§ Objective:
Starting at the line below that contains "find the residential house in the photo above", print each line through the end of the records exactly as it appears.

____ Records for this exercise

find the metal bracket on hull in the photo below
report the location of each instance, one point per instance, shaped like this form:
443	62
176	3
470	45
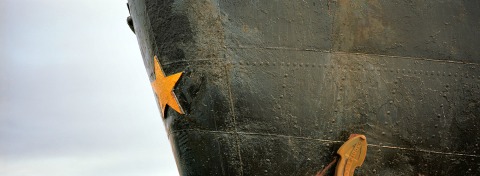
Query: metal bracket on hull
352	154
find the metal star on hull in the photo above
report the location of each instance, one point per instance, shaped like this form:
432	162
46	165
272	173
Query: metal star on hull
163	87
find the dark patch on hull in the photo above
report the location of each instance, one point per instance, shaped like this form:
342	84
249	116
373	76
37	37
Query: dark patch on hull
274	88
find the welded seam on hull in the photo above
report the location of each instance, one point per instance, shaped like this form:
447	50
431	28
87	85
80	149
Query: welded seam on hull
232	109
326	141
340	52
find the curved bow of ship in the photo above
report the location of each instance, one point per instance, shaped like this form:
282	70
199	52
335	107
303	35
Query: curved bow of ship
276	87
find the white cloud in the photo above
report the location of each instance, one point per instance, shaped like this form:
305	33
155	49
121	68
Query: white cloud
74	95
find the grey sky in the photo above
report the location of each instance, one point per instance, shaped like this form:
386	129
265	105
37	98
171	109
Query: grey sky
74	95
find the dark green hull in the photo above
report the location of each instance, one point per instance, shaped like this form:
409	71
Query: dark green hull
275	87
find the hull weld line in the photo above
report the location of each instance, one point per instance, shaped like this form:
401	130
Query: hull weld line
326	141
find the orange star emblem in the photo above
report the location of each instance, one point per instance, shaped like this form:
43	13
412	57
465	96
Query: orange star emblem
163	87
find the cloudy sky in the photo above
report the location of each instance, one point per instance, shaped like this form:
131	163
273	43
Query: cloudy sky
74	94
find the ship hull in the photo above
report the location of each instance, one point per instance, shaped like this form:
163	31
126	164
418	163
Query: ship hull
275	88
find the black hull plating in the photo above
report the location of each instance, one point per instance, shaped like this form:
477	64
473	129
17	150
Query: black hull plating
275	87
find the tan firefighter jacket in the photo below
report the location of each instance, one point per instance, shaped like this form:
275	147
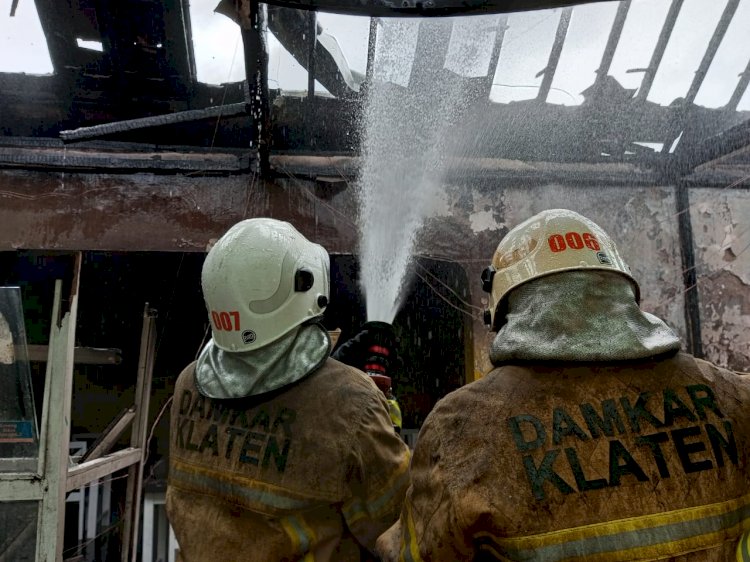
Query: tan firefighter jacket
313	471
607	462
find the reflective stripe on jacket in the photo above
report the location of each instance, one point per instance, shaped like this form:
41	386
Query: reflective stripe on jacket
312	472
605	462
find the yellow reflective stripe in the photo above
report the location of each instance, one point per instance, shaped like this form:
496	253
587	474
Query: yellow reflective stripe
663	534
302	536
257	496
743	548
409	545
356	509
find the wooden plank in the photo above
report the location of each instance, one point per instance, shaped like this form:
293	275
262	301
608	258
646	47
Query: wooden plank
89	471
110	435
131	515
56	422
81	355
15	487
72	158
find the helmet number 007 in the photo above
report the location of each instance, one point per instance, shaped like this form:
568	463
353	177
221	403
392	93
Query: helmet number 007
226	321
572	240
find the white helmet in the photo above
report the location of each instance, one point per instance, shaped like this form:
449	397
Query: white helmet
550	242
261	280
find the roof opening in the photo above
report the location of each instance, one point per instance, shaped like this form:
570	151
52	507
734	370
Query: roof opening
217	44
92	45
22	36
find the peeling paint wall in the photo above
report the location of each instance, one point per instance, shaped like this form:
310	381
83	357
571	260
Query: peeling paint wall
641	220
721	231
145	212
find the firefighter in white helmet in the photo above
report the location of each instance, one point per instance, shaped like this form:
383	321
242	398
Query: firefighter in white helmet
593	438
277	451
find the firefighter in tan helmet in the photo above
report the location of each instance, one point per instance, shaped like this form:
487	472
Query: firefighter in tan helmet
593	438
277	451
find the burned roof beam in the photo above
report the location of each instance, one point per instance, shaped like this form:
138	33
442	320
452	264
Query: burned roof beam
713	46
502	27
155	121
658	54
312	30
614	39
739	91
554	56
683	112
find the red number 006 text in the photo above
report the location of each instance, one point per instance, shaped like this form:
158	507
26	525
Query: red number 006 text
572	240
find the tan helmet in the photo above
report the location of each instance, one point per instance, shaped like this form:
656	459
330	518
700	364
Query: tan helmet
550	242
261	280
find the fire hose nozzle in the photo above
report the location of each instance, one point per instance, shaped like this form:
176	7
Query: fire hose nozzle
380	351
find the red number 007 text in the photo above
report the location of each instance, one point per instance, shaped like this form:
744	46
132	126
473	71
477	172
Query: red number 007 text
227	321
572	240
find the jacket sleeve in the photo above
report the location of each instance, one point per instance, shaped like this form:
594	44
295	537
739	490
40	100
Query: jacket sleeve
430	527
378	474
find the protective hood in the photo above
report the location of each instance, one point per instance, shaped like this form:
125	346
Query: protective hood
225	374
579	316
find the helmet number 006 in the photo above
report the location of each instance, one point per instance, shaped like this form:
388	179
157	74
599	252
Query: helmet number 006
572	240
226	321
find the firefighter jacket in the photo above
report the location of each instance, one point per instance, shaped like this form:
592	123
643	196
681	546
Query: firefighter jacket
608	462
312	471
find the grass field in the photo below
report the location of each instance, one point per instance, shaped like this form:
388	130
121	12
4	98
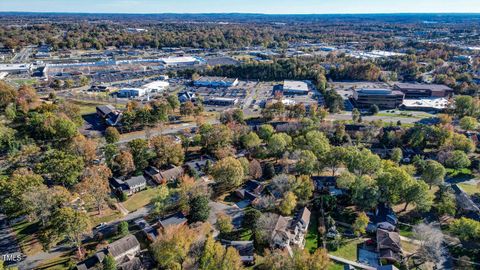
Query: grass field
348	249
25	233
311	239
140	199
108	215
89	107
469	188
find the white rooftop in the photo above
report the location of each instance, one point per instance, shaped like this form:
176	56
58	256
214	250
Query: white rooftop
295	85
434	103
156	85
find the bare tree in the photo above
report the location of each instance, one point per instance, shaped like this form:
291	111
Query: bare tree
431	243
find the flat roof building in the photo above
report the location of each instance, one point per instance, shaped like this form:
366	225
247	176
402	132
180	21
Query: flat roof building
156	86
132	92
383	98
215	82
295	88
221	101
181	61
417	90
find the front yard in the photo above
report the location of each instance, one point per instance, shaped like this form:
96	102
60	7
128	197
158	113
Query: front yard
348	249
26	235
311	239
470	189
140	199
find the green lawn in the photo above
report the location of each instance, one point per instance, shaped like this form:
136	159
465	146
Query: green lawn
140	199
108	215
335	266
463	173
469	188
25	233
311	239
348	249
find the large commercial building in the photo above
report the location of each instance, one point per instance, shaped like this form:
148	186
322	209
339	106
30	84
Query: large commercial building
221	101
416	90
152	87
182	61
132	92
295	88
383	98
215	82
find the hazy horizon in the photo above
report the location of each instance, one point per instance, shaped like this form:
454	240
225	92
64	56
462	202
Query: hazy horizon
267	7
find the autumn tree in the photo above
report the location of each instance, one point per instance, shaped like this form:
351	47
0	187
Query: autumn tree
228	173
41	202
14	187
215	256
140	153
84	147
335	158
307	162
255	169
160	200
468	123
300	259
288	203
224	223
251	141
61	167
167	151
94	185
213	137
265	132
433	173
112	135
172	246
71	225
396	155
199	209
360	224
123	163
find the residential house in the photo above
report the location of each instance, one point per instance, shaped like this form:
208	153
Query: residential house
124	252
290	232
129	186
383	213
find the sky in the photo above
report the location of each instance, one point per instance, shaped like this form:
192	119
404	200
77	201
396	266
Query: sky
244	6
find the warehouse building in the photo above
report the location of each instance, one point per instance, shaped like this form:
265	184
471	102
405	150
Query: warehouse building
416	90
215	82
221	101
383	98
295	88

________

§ Written solution:
find the residential house in the photo above
report the location of each instance, one point per instance, shaped like this form:
208	153
Query: residential house
124	252
290	232
129	186
383	213
find the sky in the photo above
report the location of each instance, one point per instance, shaped like this form:
192	119
404	200
77	201
396	266
Query: sky
244	6
find the warehouse building in the photo above
report the location of each instance, one point per instance, shaped like this form:
265	184
471	102
405	150
Query: warehouse building
416	90
215	82
221	101
383	98
295	88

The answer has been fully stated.